Document source.
>>>

Il faut sauter une ligne. Mettre un blanc. Un espace. Un trou. Une césure. Pour aborder une autre phase de la vie : celle de la fin des excès ? J’en doute fort… ce serait sous-estimer la puissance de la violence de cette enfance. Un raccourci trop facile. Quand bien même le virus est sous contrôle, il est là. Nier cette présence, c’est ne rien comprendre du VIH. Je le toise, je le domine, je travaille contre lui. Personne ne peut l’oublier. Le simple rituel du cachet lui est un signe adressé. Il n’y a pas de règle. Il n’y a pas de norme. Il n’y a pas de conduite à tenir, à édicter, à suggérer, à imposer. Le virus mute et se fond dans la vie de chaque individu. Il entre en résonnance. Et chacun a sa façon propre de lui murmurer à l’oreille… que tu es une belle saloperie.

Commentaires

Portrait de Cmoi

Il y a dans le récit de ta jeunesse toute la dramaturgie d'un livret d'opéra italien, qui en disent plus encore sur toi que ce que j'avais lu jusqu'à présent.

<<<

Données.
>>>

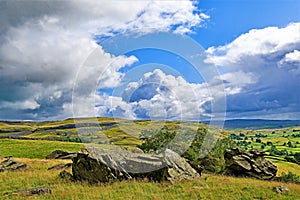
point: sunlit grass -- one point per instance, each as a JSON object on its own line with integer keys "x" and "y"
{"x": 34, "y": 148}
{"x": 208, "y": 187}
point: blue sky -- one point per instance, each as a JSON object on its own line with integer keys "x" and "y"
{"x": 208, "y": 59}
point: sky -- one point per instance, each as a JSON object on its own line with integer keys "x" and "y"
{"x": 191, "y": 60}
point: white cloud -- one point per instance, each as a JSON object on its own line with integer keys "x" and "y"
{"x": 265, "y": 62}
{"x": 43, "y": 44}
{"x": 291, "y": 62}
{"x": 22, "y": 105}
{"x": 257, "y": 46}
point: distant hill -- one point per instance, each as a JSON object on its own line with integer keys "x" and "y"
{"x": 259, "y": 123}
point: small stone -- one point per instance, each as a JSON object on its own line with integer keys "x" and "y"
{"x": 34, "y": 191}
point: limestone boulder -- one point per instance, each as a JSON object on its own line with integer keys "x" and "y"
{"x": 97, "y": 164}
{"x": 251, "y": 163}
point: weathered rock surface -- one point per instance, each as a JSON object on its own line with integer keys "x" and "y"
{"x": 251, "y": 163}
{"x": 280, "y": 189}
{"x": 96, "y": 164}
{"x": 60, "y": 166}
{"x": 11, "y": 165}
{"x": 66, "y": 175}
{"x": 60, "y": 154}
{"x": 34, "y": 191}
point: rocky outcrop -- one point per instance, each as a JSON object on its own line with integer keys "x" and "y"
{"x": 96, "y": 164}
{"x": 11, "y": 165}
{"x": 60, "y": 166}
{"x": 249, "y": 163}
{"x": 60, "y": 154}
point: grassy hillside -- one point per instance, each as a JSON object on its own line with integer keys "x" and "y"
{"x": 208, "y": 187}
{"x": 61, "y": 135}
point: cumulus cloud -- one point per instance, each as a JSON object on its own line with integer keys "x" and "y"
{"x": 266, "y": 63}
{"x": 258, "y": 45}
{"x": 43, "y": 45}
{"x": 158, "y": 95}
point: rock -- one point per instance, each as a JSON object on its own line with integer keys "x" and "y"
{"x": 280, "y": 189}
{"x": 34, "y": 191}
{"x": 178, "y": 168}
{"x": 11, "y": 165}
{"x": 251, "y": 163}
{"x": 96, "y": 164}
{"x": 60, "y": 154}
{"x": 65, "y": 175}
{"x": 60, "y": 166}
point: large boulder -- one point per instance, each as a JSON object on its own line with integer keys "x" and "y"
{"x": 97, "y": 164}
{"x": 251, "y": 163}
{"x": 60, "y": 154}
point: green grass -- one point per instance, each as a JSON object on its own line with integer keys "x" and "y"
{"x": 208, "y": 187}
{"x": 33, "y": 148}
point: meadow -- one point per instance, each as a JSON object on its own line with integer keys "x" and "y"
{"x": 209, "y": 186}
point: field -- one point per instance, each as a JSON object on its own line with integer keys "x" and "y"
{"x": 210, "y": 186}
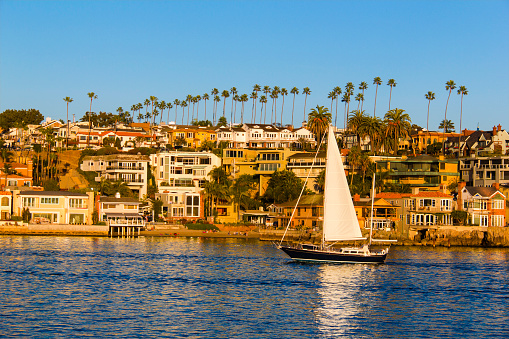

<<<

Tâche. Reproduisez le document source en entier, s'il vous plaît, sans y changer quoi que ce soit. Les lignes n'ont aucun rapport avec le document source.

Réponse.
Il faut sauter une ligne. Mettre un blanc. Un espace. Un trou. Une césure. Pour aborder une autre phase de la vie : celle de la fin des excès ? J’en doute fort… ce serait sous-estimer la puissance de la violence de cette enfance. Un raccourci trop facile. Quand bien même le virus est sous contrôle, il est là. Nier cette présence, c’est ne rien comprendre du VIH. Je le toise, je le domine, je travaille contre lui. Personne ne peut l’oublier. Le simple rituel du cachet lui est un signe adressé. Il n’y a pas de règle. Il n’y a pas de norme. Il n’y a pas de conduite à tenir, à édicter, à suggérer, à imposer. Le virus mute et se fond dans la vie de chaque individu. Il entre en résonnance. Et chacun a sa façon propre de lui murmurer à l’oreille… que tu es une belle saloperie.

Commentaires

Portrait de Cmoi

Il y a dans le récit de ta jeunesse toute la dramaturgie d'un livret d'opéra italien, qui en disent plus encore sur toi que ce que j'avais lu jusqu'à présent.